Enunciado 1 —
Reproduza o trecho do texto sobre o regresso dos casos mediáticos aos tribunais, desde "Tancos, Rui Pinto" até "arguidos dos processos.", inclusive.
Enunciado 2 —
Dê continuidade ao texto sobre os casos mediáticos da justiça portuguesa a partir da última frase apresentada.

Excerto do documento —

Tancos, Rui Pinto e Rangel. Casos mediáticos fazem rentrée no palco da Justiça
Com o fim das férias judiciais, os juízes voltam para resolver os casos mais mediáticos da Justiça portuguesa. Desde o Football Leak ao caso de Tancos, tribunais retomam julgamentos.
Com a pandemia Covid-19 e consequente Estado de Emergência a que Portugal esteve sujeito, vários foram os processos acumulados nas secretárias dos juízes. Ainda assim, isso não impediu que os magistrados tirassem as habituais férias, entre 16 de julho e 31 de agosto.
Após umas semanas a “meio gás” devido às férias judiciais, os tribunais regressam em força com vários processos mediáticos nas mãos dos juízes. Desde o caso Football Leaks, no qual Rui Pinto é arguido, passando pelo caso Tancos, Operação Lex ou caso EDP, a justiça portuguesa vai retornar ao banco dos tribunais os arguidos dos processos.
O primeiro a voltar a discussão é o do hacker Rui Pinto, a 4 de setembro, mas ainda neste mês são esperados desenvolvimentos na Operação Lex, que coloca Rui Rangel no banco de arguidos. Também Ricardo Salgado e Amílcar Morais Pires vão conhecer esta semana a sentença do recurso que interpuseram à coima aplicada pelo supervisor por violação de normas de prevenção de branqueamento de capitais e financiamento do terrorismo.
Em novembro, Azeredo Lopes e os restantes arguidos do processo Tancos regressam ao Tribunal de Santarém para serem julgados. Já nos casos BES, EDP e Operação Marquês não é certo o seu regresso, mas a qualquer momento pode haver outro desenlace.

Material fornecido —
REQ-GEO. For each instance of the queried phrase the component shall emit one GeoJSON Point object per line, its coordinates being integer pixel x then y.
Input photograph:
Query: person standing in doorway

...

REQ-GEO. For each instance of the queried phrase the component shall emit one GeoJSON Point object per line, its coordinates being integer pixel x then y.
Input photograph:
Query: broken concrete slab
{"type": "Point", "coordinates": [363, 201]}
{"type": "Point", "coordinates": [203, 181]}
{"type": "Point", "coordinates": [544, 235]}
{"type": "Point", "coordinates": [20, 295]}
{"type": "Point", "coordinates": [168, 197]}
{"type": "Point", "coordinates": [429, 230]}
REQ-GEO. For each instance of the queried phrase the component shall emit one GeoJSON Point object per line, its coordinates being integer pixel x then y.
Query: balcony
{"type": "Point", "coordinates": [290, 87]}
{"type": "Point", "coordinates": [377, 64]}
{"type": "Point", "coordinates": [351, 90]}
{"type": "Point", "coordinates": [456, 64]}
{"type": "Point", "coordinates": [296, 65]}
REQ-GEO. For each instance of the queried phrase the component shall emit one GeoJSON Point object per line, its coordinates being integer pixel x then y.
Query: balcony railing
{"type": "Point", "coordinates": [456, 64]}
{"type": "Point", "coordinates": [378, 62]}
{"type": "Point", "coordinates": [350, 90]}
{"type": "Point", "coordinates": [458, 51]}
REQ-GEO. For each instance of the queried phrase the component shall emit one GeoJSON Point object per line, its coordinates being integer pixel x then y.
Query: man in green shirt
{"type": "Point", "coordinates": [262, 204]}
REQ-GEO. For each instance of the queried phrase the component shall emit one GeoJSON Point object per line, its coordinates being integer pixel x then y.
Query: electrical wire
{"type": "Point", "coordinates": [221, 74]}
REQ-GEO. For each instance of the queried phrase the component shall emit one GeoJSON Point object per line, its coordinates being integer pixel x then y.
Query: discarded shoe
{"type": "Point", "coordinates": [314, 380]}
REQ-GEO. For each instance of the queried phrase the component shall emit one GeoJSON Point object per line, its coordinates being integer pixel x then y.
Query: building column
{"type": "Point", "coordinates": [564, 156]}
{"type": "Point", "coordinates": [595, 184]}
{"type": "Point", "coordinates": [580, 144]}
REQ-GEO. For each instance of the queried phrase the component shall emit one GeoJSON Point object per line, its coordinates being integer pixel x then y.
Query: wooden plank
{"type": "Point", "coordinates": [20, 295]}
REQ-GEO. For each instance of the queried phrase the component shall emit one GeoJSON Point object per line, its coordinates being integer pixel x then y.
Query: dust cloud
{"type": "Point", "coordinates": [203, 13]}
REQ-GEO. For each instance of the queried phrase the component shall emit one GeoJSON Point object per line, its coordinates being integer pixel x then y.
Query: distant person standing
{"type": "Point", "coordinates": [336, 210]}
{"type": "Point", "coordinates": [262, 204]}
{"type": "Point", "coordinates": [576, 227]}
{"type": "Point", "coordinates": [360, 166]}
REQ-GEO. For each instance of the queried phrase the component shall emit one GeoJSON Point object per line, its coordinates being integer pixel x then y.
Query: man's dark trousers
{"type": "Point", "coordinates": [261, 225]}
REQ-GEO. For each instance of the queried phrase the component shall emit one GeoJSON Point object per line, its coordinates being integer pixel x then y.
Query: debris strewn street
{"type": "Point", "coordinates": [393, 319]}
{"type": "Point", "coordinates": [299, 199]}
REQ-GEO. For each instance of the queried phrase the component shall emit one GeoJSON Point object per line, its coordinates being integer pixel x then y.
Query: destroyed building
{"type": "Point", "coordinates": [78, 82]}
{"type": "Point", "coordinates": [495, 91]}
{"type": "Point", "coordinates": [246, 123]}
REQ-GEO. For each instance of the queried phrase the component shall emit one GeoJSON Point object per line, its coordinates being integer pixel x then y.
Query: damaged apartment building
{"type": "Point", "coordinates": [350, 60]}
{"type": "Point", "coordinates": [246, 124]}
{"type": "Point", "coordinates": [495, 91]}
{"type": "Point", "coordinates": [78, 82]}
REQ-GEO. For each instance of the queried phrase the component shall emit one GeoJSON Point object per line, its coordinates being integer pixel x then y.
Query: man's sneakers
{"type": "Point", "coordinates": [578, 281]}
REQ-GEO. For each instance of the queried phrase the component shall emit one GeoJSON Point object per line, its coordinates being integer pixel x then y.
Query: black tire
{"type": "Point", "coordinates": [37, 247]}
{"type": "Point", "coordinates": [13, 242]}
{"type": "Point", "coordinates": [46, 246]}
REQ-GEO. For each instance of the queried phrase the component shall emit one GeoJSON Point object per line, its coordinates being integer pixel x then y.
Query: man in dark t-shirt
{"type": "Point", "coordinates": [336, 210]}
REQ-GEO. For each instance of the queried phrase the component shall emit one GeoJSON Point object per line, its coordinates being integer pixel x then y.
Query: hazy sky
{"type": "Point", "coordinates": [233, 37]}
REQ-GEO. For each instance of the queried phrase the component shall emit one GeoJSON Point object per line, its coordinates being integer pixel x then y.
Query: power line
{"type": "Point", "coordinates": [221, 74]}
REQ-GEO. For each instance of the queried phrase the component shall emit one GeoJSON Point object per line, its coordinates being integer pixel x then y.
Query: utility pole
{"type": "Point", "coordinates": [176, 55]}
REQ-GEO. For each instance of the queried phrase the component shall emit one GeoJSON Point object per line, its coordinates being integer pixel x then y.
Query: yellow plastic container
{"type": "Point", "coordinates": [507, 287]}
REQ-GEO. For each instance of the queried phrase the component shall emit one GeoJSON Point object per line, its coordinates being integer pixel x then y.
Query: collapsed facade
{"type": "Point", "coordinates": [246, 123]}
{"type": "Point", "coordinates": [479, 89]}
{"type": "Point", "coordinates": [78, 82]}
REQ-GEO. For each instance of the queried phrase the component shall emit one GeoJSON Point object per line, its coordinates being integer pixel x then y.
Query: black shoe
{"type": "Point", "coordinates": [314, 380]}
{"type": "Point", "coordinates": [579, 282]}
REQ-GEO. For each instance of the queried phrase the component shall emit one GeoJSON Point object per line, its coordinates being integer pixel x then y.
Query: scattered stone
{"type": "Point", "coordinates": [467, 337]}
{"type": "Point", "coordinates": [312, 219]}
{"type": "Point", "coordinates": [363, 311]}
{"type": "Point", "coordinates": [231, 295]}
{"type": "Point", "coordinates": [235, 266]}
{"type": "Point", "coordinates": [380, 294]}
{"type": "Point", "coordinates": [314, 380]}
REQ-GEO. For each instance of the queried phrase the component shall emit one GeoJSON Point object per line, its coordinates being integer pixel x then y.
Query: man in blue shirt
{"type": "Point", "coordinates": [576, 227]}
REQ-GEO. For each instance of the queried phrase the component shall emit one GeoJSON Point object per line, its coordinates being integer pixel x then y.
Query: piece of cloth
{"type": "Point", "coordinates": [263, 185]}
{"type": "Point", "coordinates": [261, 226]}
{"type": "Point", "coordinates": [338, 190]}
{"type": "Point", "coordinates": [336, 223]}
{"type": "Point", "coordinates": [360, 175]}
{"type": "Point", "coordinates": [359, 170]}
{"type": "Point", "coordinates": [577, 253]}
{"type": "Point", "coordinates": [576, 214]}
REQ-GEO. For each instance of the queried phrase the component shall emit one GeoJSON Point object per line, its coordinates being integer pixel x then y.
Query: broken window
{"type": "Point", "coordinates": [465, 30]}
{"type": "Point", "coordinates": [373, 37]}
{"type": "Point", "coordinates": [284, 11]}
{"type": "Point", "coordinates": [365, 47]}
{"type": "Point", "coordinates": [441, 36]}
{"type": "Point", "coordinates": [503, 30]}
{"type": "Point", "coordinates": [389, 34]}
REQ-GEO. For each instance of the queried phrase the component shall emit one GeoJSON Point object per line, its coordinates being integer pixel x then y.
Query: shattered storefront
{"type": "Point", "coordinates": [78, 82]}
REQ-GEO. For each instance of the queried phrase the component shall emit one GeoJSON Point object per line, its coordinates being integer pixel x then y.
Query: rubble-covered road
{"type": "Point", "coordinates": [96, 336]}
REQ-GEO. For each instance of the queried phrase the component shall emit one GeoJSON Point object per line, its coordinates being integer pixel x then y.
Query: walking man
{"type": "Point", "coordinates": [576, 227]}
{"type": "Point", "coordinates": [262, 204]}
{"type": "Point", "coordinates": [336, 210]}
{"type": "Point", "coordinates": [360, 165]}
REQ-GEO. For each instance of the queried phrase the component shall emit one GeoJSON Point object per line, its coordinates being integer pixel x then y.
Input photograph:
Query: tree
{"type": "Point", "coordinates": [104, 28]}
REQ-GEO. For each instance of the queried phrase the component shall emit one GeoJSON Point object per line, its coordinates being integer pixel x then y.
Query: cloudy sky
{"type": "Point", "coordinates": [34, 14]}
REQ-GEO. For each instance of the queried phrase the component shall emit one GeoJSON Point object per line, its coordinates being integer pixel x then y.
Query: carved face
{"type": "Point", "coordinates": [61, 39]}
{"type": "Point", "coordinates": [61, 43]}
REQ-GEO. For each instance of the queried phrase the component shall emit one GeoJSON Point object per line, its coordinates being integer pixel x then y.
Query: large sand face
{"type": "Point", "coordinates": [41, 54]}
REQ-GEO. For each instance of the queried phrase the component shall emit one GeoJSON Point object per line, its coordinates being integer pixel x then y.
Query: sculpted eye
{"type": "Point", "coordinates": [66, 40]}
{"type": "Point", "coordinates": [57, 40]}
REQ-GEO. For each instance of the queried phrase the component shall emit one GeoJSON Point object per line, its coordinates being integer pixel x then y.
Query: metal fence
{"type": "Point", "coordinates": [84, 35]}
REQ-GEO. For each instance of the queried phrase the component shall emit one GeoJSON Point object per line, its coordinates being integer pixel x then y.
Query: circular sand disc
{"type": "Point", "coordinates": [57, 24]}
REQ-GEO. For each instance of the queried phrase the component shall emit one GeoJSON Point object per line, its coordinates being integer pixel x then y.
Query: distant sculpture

Resposta 1 —
Tancos, Rui Pinto e Rangel. Casos mediáticos fazem rentrée no palco da Justiça
Com o fim das férias judiciais, os juízes voltam para resolver os casos mais mediáticos da Justiça portuguesa. Desde o Football Leak ao caso de Tancos, tribunais retomam julgamentos.
Com a pandemia Covid-19 e consequente Estado de Emergência a que Portugal esteve sujeito, vários foram os processos acumulados nas secretárias dos juízes. Ainda assim, isso não impediu que os magistrados tirassem as habituais férias, entre 16 de julho e 31 de agosto.
Após umas semanas a “meio gás” devido às férias judiciais, os tribunais regressam em força com vários processos mediáticos nas mãos dos juízes. Desde o caso Football Leaks, no qual Rui Pinto é arguido, passando pelo caso Tancos, Operação Lex ou caso EDP, a justiça portuguesa vai retornar ao banco dos tribunais os arguidos dos processos.

Resposta 2 —
Rui Pinto em julgamento a 4 de setembro
O hacker Rui Pinto, recentemente libertado após ter estado mais de um ano em prisão preventiva e quatro meses em domiciliária, vai ser o primeiro protagonista na rentrée da Justiça portuguesa.
Com julgamento marcado para dia 4 de setembro, o criador do Football Leaks vai defender-se dos 90 crimes de que está acusado: 68 de acesso indevido, 14 de violação de correspondência, seis de acesso ilegítimo e ainda por sabotagem informática à SAD do Sporting e por tentativa de extorsão ao fundo de investimento Doyen.
A defesa de Rui Pinto considerou, na contestação apresentada junto do Tribunal Central Criminal de Lisboa, que é “inadmissível” que o hacker esteja a ser acusado por 90 crimes, ao invés de dez que foram identificados no mandato de detenção europeu e no seu posterior alargamento.
Entre as 45 testemunhas arroladas pelo arguido estão a antiga eurodeputada Ana Gomes, o diretor nacional da PJ Luís Neves, o antigo administrador de sistemas da Agência de Segurança Nacional (CIA) dos Estados Unidos Edward Snowden, o ex-ministro Miguel Poiares Maduro, o ex-presidente do Sporting Bruno de Carvalho, o treinador do Benfica Jorge Jesus, e Octávio Machado.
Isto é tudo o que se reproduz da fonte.